There is no disposition among any of our people to promote prohibitory or retaliatory legislation. Our policies are adopted not to the hurt of others, but to secure for ourselves those advantages that fairly grow out of our favored position as a nation. Our form of government, with its incident of universal suffrage, makes it imperative that we shall save our working people from the agitations and distresses which scant work and wages that have no margin for comfort always beget. But after all this is done it will be found that our markets are open to friendly commercial exchanges of enormous value to the other great powers.

From the time of my induction into office the duty of using every power and influence given by law to the Executive Department for the development of larger markets for our products, especially our farm products, has been kept constantly in mind, and no effort has been or will be spared to promote that end. We are under no disadvantage in any foreign market, except that we pay our workmen and workwomen better wages than are paid elsewhere — better abstractly, better relatively to the cost of the necessaries of life. I do not doubt that a very largely increased foreign trade is accessible to us without bartering for it either our home market for such products of the farm and shop as our own people can supply or the wages of our working people.

In many of the products of wood and iron, and in meats and breadstuffs, we have advantages that only need better facilities of intercourse and transportation to secure for them large foreign markets. The reciprocity clause of the tariff act wisely and effectively opens the way to secure a large reciprocal trade in exchange for the free admission to our ports of certain products. The right of independent nations to make special reciprocal trade concessions is well established, and does not impair either the comity due to other powers or what is known as the "favored-nation clause," so generally found in commercial treaties. What is given to one for an adequate agreed consideration can not be claimed by another freely. The state of the revenues was such that we could dispense with any import duties upon coffee, tea, hides, and the

lower grades of sugar and molasses. That the large advantage resulting to the countries producing and exporting these articles by placing them on the free list entitled us to expect a fair return in the way of customs concessions upon articles exported by us to them was so obvious that to have gratuitously abandoned this opportunity to enlarge our trade would have been an unpardonable error.

_Exercise requirements_
Reproduce the passage on trade policy between "lower grades of" and "an unpardonable error.", inclusive. Nothing in the records is needed here.

_Excerpted records_
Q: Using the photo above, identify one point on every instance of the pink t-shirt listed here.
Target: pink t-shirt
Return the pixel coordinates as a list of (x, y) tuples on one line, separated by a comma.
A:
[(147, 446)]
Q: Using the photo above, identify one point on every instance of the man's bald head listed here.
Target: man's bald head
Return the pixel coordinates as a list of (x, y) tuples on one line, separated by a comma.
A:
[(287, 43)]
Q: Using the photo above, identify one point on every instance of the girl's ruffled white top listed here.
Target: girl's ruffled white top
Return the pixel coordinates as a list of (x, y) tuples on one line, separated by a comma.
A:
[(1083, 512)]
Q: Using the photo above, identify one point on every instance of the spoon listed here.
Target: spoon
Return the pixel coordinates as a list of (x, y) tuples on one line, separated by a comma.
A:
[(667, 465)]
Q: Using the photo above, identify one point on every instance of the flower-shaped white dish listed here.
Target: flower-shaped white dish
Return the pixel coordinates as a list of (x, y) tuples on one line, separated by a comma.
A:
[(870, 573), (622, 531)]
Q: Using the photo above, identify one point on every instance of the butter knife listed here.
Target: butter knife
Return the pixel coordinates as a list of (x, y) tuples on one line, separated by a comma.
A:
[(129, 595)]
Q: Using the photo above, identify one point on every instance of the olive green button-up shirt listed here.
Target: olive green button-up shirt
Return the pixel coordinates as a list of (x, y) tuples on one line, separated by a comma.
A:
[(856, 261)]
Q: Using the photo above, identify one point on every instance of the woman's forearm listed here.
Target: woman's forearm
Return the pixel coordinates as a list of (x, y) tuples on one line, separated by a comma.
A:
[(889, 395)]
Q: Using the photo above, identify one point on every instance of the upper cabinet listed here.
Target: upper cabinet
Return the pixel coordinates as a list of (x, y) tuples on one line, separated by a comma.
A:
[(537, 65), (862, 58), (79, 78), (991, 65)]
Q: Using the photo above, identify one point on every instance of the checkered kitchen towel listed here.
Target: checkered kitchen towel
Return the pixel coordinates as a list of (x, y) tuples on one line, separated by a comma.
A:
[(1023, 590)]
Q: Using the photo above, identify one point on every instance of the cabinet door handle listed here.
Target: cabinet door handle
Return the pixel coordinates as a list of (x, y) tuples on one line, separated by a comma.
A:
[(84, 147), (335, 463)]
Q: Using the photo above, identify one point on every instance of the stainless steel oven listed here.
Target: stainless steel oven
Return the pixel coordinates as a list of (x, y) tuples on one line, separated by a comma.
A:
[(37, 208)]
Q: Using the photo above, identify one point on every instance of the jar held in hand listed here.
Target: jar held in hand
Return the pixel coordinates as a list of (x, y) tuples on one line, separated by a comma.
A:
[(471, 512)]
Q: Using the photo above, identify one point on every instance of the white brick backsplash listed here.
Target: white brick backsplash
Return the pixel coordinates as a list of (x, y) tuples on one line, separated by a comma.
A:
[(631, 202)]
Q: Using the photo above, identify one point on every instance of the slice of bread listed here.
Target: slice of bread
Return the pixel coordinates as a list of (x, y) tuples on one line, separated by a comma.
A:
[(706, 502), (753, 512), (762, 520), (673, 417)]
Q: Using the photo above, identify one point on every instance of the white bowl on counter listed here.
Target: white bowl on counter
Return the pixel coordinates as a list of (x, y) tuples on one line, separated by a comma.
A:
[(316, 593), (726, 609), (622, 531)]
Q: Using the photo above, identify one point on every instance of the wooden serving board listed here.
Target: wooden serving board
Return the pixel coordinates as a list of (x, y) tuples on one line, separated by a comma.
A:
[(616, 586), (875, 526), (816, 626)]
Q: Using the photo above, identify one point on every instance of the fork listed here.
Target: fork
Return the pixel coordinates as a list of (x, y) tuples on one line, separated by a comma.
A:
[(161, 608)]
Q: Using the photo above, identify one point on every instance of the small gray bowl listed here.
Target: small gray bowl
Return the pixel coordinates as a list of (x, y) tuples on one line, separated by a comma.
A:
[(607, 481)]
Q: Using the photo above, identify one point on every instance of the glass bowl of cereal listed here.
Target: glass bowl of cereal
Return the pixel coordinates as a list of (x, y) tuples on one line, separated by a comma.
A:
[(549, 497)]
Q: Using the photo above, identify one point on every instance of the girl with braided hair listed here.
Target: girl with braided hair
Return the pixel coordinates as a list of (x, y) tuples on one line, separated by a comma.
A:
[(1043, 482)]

_Result of this task_
lower grades of sugar and molasses. That the large advantage resulting to the countries producing and exporting these articles by placing them on the free list entitled us to expect a fair return in the way of customs concessions upon articles exported by us to them was so obvious that to have gratuitously abandoned this opportunity to enlarge our trade would have been an unpardonable error.